PROBLEM REQUIREMENTS: The pictures are to be omitted when the entries are reproduced exactly.

- - - -

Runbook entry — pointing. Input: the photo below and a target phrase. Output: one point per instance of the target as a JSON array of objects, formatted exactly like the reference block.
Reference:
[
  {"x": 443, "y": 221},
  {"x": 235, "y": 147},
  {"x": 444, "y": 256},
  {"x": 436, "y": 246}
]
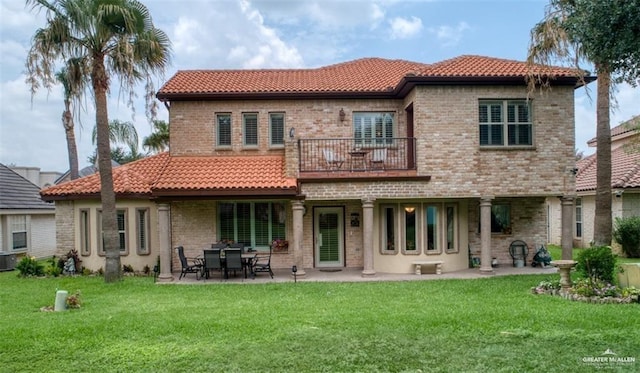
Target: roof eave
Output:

- - - -

THE ANSWER:
Runbook entry — pointing. Input: the photo below and a target phrase. Output: one point per instance of the target as a JSON array of objects, formatted exactly like the reference block.
Reference:
[
  {"x": 443, "y": 221},
  {"x": 235, "y": 147},
  {"x": 444, "y": 256},
  {"x": 436, "y": 246}
]
Target: roof eave
Output:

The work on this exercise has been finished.